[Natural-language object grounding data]
== Segment start ==

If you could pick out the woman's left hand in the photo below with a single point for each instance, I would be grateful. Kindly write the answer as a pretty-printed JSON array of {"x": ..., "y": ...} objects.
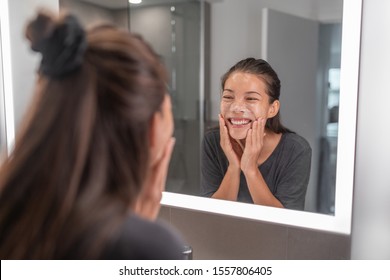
[{"x": 253, "y": 145}]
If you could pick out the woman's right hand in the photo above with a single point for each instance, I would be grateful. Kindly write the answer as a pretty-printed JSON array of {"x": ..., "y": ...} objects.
[{"x": 230, "y": 147}]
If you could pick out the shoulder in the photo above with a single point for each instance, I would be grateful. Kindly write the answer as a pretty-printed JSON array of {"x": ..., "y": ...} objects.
[
  {"x": 296, "y": 142},
  {"x": 142, "y": 239}
]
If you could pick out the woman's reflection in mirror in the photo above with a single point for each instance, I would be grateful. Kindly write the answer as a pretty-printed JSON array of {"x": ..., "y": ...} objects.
[{"x": 251, "y": 157}]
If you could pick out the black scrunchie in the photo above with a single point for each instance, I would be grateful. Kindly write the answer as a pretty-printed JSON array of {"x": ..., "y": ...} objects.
[{"x": 63, "y": 51}]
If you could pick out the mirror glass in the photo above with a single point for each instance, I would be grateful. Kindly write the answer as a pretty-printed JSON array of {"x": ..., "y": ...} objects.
[
  {"x": 304, "y": 40},
  {"x": 198, "y": 41}
]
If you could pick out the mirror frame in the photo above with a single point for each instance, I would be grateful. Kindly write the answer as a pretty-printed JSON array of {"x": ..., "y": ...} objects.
[{"x": 341, "y": 221}]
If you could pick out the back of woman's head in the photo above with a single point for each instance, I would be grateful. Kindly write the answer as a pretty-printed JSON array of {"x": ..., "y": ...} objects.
[
  {"x": 263, "y": 70},
  {"x": 82, "y": 152}
]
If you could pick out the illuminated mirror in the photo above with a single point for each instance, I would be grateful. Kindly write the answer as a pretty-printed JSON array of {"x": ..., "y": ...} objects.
[{"x": 192, "y": 27}]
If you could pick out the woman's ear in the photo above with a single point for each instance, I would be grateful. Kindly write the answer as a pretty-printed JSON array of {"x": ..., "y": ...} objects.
[
  {"x": 273, "y": 109},
  {"x": 153, "y": 136}
]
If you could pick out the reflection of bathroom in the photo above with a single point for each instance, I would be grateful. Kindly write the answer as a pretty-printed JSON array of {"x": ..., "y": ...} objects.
[
  {"x": 177, "y": 30},
  {"x": 215, "y": 236}
]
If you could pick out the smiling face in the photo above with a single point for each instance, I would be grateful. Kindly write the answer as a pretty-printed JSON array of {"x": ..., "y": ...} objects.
[{"x": 245, "y": 99}]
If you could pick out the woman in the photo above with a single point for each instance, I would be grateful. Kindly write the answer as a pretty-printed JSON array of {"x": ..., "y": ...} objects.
[
  {"x": 252, "y": 157},
  {"x": 85, "y": 178}
]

== Segment end ==

§ **ASSIGNMENT**: Every line above should be repeated exactly; pictures stay out of the copy.

§ **SOLUTION TO THIS PROBLEM**:
If you could pick out the woman's left hand in the photo below with a single point for each instance, I would be grateful. Kindly write the answer as a pretty-printed JSON array of {"x": ..., "y": ...} objects.
[{"x": 253, "y": 145}]
If you could pick out the woman's right hand in the photo above with a single point for each instance, I would be grateful. Kindly write the answer as a pretty-printed JSON array of {"x": ..., "y": ...} objects.
[{"x": 230, "y": 147}]
If you could pick out the shoulder in the photo above with a single point for each instance, I would be grateful. Kindly write the answer as a pretty-printed JSON array of {"x": ..., "y": ...} objects.
[
  {"x": 296, "y": 142},
  {"x": 142, "y": 239}
]
If you could pick out the woman's reflection in mirror in the photo above with a single point for each instance, I would be grateful. Kindly write the answer as a pretty-printed JSON array of {"x": ..., "y": ...} objects.
[{"x": 251, "y": 157}]
If you could pick out the black scrunchie in the photo above with a single point for each instance, I would be grateful. Kindly write the answer as a pretty-printed JSON array of {"x": ..., "y": ...} objects.
[{"x": 63, "y": 51}]
If you could pick out the mirror glass in the photo above with a single point for each instance, I would be grateful. Kindly write the answer as a pretty-printed JSON array of {"x": ..., "y": ...} objects.
[
  {"x": 304, "y": 40},
  {"x": 198, "y": 41}
]
If you could pick out the mirror frame in the photo above with a single point for each instance, I would be grateful. Kindly write the answer as a pretty-printed JSON array of {"x": ..., "y": ...} objects.
[{"x": 341, "y": 221}]
If you could pick out the back of woman's head in the photo above with a single point for each instance, I would be grateful. Kindly write the answer as a pretty-printed JSON array of {"x": ..., "y": ...} objects.
[
  {"x": 263, "y": 70},
  {"x": 82, "y": 152}
]
If you could pick out the illuminated mirror in the photo above with a single point for each instance, I would be grateful. Kindly write the answer as a pretty-printed JSON array of {"x": ..., "y": ...} objects.
[{"x": 192, "y": 27}]
If you could pick out the woman's ear in the photo above with a single point for each instance, I would be grateful. Kindly write the answer as a pretty-printed JSON array of {"x": ..., "y": ...} objects.
[
  {"x": 273, "y": 109},
  {"x": 153, "y": 136}
]
If you could pick out the reflection of bathroom in the photo above with a single point for each instance, I would be grateful. Kindly write the answer as a pretty-printed JSON array of {"x": ..., "y": ...} objects.
[
  {"x": 177, "y": 30},
  {"x": 215, "y": 236}
]
If you could pick out the smiling face in the photo above with a single point for each instance, I would be grateful. Kindly write the answer as a pretty-printed JSON array of {"x": ..., "y": ...} objects.
[{"x": 245, "y": 99}]
If you could pick out the woman in the photo above with a single point for each instance, I would be grateful. Kindly write the answer as a pretty-printed JSON array of {"x": ..., "y": ...} objects.
[
  {"x": 252, "y": 157},
  {"x": 85, "y": 178}
]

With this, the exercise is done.